→ Task details
Which lines in the rows below contain the string "small"? Pull out every one of them.

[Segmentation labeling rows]
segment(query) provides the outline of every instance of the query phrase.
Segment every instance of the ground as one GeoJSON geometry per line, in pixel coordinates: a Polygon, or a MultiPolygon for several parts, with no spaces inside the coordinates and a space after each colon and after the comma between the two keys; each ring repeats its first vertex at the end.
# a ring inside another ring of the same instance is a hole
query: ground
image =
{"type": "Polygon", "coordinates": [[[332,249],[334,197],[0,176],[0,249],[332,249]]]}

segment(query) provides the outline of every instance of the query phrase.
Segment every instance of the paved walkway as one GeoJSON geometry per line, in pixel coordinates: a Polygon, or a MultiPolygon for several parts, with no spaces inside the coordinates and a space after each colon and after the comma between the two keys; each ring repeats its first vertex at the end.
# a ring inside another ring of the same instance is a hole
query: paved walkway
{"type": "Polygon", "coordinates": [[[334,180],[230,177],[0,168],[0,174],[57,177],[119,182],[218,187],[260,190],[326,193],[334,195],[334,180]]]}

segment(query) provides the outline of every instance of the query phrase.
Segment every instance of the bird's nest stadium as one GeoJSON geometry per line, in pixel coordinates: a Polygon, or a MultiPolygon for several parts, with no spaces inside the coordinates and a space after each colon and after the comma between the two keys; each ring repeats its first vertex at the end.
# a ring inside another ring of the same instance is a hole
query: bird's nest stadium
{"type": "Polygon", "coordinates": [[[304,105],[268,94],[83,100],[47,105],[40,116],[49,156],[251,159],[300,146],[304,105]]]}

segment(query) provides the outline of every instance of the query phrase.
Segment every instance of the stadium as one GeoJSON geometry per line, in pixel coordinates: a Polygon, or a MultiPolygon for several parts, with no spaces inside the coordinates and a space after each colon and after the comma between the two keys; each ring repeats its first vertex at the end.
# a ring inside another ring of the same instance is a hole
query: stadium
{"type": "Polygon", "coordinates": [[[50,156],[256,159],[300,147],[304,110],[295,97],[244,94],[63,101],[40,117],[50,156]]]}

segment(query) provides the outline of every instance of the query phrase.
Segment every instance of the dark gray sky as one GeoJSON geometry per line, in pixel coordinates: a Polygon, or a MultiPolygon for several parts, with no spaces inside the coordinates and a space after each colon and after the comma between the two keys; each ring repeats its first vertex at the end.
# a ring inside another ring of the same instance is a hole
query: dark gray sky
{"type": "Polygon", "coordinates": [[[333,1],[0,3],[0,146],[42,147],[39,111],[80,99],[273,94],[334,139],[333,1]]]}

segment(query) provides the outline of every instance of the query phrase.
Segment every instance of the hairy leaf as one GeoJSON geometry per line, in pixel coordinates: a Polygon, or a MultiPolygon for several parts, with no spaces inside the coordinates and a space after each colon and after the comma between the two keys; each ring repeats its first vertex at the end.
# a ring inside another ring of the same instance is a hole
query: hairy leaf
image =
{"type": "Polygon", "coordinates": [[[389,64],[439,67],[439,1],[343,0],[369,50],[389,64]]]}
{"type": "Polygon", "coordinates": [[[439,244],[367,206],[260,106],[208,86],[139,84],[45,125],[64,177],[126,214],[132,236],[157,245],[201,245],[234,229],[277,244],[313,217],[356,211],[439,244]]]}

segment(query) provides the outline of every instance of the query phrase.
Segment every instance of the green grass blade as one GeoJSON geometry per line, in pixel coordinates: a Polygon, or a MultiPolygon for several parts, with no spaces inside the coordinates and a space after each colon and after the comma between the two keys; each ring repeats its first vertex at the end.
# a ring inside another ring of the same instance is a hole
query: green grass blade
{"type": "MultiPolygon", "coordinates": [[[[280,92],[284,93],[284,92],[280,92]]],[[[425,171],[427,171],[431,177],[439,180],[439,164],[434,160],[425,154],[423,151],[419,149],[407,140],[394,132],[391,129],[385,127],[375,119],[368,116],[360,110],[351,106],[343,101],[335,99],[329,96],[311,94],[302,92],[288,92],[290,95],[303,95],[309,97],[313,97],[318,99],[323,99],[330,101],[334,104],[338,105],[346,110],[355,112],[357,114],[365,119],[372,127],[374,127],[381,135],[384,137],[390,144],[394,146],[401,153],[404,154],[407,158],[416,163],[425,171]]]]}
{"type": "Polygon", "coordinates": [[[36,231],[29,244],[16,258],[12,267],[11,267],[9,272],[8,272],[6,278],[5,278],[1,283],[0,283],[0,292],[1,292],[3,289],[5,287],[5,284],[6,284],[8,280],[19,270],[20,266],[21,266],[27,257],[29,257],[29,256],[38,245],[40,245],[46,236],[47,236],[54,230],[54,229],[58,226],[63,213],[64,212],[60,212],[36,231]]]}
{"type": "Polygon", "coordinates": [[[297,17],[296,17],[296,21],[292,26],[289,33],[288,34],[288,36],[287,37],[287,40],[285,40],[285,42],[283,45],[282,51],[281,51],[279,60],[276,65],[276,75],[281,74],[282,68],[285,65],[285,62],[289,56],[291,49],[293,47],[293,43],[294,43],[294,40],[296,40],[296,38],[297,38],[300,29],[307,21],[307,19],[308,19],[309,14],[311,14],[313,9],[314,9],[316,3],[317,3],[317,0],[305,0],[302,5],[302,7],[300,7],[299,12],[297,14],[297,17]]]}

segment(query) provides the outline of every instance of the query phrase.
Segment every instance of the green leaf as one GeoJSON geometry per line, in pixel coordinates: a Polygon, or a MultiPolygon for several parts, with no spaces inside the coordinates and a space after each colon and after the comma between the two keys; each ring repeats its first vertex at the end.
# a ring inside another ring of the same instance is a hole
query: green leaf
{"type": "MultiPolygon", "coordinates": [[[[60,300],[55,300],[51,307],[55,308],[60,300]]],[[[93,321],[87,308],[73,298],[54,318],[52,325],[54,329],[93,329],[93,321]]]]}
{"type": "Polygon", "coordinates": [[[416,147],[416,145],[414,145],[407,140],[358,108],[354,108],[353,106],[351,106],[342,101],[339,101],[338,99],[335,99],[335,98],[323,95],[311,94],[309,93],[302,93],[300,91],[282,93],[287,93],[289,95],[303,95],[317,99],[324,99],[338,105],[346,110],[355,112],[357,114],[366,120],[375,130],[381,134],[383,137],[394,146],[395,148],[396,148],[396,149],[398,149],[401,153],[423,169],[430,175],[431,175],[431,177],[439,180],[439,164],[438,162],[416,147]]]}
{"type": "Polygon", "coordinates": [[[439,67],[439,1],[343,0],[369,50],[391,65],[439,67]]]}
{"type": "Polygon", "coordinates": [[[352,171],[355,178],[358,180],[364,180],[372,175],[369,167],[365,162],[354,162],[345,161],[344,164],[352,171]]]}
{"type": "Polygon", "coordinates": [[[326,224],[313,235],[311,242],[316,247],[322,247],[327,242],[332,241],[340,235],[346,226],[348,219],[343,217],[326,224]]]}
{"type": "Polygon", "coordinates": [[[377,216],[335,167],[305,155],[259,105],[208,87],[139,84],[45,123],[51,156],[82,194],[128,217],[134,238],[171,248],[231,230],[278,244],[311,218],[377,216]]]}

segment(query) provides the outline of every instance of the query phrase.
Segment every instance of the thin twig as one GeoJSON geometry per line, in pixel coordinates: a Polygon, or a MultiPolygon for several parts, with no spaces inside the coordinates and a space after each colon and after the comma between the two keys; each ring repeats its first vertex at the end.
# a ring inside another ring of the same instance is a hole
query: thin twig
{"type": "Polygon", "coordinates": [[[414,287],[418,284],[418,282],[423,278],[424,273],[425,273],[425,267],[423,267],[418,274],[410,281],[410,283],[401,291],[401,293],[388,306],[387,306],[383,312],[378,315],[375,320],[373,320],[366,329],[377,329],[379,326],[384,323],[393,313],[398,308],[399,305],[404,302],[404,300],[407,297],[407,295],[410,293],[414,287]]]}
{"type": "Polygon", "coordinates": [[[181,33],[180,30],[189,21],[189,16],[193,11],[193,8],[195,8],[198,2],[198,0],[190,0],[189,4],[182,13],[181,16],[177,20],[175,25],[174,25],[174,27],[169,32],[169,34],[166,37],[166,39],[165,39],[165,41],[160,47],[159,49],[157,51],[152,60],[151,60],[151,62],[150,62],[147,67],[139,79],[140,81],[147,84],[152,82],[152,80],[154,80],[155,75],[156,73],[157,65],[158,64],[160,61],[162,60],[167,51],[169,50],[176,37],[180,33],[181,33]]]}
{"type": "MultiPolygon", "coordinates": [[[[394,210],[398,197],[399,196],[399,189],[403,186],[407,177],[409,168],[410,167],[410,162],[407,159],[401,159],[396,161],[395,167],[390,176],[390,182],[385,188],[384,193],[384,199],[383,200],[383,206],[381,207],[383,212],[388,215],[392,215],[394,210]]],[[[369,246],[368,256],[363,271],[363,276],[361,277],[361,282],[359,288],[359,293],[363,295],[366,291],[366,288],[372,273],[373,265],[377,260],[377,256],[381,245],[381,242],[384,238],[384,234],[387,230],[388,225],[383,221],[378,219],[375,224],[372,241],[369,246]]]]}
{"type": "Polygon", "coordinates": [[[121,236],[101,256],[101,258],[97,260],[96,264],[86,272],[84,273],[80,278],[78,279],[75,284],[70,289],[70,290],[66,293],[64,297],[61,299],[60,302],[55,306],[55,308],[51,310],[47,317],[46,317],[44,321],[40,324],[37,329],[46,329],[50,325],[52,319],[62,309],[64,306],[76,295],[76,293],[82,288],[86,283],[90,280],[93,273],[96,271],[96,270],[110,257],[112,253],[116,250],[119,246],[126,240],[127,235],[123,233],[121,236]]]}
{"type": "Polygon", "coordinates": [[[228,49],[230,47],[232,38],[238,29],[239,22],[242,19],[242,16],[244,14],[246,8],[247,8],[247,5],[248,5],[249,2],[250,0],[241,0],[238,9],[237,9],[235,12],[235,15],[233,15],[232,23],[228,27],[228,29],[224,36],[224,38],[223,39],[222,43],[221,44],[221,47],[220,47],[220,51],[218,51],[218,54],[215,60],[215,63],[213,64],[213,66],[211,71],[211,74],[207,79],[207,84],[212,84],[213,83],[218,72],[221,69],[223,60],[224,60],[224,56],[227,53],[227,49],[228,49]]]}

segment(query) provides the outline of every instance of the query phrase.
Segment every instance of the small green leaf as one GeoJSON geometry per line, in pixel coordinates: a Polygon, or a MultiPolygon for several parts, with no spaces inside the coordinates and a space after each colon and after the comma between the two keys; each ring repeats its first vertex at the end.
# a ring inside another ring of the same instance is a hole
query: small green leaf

→ Task solution
Segment every instance of the small green leaf as one GeoJSON geometry per line, in pixel coordinates: a Polygon, or a MultiPolygon for several parts, with no spaces inside the coordinates and a space after each colon and after the comma between the two keys; each ring repeats its first vertex at the end.
query: small green leaf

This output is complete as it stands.